> **Passage given**:
┌──
‘Beast’ by Paul Kingsnorth – An English Man Alone

‘Beast’ by Paul Kingsnorth  (2017) – 164 pages

‘Beast’ is what I call an isolation novel.  Like Robinson Crusoe, Paul Buckmaster is a man alone. Buckmaster is a contemporary man who willingly left his village and wife and baby daughter to live by himself in a dilapidated shack out in the West Country English moors.

‘Are you looking for God or looking for your self? she said. Can you even tell the difference any more? … Six years, she said, it’s been six years, and you leave now, at the worst time there could be, and for nothing … You are a child, she said, you always have been, and now I have two children.’

Buckmaster sees his former village life as empty:

“Everywhere there were voices and I added my voice to them and we spoke out together and said nothing at all.”

“I walked the streets, I sat on the couches, I passed through the sliding doors, I talked but never listened, I sold but I never gave away.”  

He went to the wilderness seeking solace:

“I came here to measure myself against the great emptiness.”
└──
> **Data entries**:
┌──
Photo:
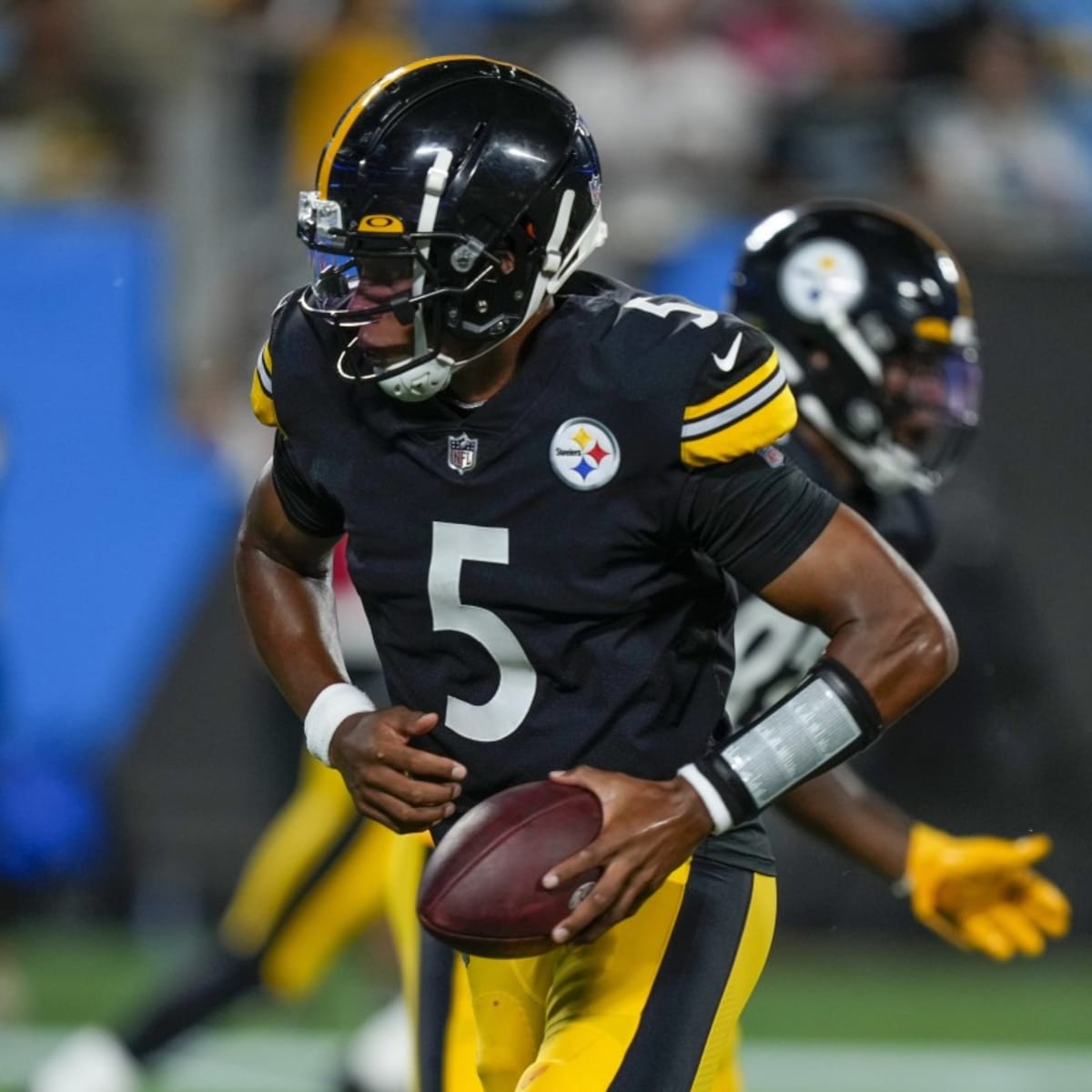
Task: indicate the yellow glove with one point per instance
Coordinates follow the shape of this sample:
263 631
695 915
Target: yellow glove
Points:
982 894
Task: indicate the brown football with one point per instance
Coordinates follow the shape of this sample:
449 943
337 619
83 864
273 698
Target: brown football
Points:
481 889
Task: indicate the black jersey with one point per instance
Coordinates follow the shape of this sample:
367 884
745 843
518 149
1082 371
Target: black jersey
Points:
774 651
551 572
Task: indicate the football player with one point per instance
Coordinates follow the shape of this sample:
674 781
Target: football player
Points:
977 893
551 486
873 322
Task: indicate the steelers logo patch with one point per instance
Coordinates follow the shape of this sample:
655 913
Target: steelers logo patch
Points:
584 453
820 278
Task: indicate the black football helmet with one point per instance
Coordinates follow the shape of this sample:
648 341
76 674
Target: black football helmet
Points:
469 190
872 316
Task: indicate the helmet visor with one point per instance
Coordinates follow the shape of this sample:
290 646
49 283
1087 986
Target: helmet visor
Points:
358 289
933 404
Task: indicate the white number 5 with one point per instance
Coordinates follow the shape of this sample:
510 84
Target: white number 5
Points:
452 544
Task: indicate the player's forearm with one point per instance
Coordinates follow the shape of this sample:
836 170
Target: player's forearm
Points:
899 645
841 809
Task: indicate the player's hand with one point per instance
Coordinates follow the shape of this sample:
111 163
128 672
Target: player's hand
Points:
649 829
390 780
982 894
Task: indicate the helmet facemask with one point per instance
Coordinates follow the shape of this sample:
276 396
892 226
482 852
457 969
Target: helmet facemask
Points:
873 321
904 415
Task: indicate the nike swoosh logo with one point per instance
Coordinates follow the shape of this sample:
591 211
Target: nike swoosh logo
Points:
727 361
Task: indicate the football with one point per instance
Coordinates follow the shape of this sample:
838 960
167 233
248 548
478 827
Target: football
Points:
481 889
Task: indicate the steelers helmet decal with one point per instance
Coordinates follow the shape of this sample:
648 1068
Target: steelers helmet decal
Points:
823 277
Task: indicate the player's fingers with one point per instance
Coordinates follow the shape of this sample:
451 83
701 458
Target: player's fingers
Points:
1032 847
394 813
1046 906
593 855
423 764
418 724
636 890
1019 928
599 901
984 935
409 790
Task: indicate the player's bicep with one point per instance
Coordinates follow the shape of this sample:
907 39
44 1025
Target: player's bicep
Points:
268 530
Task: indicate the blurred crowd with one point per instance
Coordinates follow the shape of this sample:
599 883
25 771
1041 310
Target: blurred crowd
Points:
976 115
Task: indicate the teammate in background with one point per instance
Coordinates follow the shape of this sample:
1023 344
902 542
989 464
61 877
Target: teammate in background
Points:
977 893
551 484
874 327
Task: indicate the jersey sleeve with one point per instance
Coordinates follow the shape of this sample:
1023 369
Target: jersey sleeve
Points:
754 516
740 399
309 508
261 383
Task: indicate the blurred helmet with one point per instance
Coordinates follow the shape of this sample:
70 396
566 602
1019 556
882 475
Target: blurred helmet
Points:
872 316
467 190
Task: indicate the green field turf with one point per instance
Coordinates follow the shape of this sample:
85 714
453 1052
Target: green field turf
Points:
827 1016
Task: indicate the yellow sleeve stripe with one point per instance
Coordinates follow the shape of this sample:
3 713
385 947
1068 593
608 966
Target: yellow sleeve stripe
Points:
261 390
735 392
769 420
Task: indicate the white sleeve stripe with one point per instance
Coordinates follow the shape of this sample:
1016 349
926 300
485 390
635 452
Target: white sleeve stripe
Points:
718 809
736 410
263 377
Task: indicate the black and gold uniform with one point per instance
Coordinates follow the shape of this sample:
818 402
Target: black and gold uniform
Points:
550 572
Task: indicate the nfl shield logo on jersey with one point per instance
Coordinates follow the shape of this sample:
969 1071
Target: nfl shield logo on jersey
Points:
462 453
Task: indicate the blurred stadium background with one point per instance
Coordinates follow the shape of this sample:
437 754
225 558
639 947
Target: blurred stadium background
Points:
150 157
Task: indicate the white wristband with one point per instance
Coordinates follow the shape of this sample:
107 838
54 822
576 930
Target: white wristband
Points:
718 809
332 705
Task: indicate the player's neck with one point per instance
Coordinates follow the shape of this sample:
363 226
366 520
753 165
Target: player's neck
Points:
478 382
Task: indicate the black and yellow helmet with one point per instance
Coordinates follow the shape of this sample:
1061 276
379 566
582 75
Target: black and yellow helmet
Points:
873 318
473 183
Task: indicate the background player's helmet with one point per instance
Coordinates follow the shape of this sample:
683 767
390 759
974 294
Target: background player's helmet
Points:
873 320
474 181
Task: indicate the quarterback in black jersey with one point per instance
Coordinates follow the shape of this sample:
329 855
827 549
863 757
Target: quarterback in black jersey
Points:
551 485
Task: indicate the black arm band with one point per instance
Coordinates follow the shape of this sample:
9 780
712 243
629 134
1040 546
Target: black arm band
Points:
823 721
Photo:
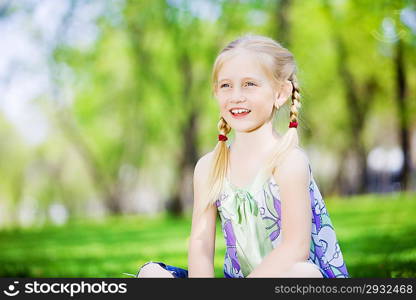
└──
> **Task goal**: According to the review of "Beast," where does Paul Buckmaster go to live by himself?

> **Expected output**: In a dilapidated shack out in the West Country English moors.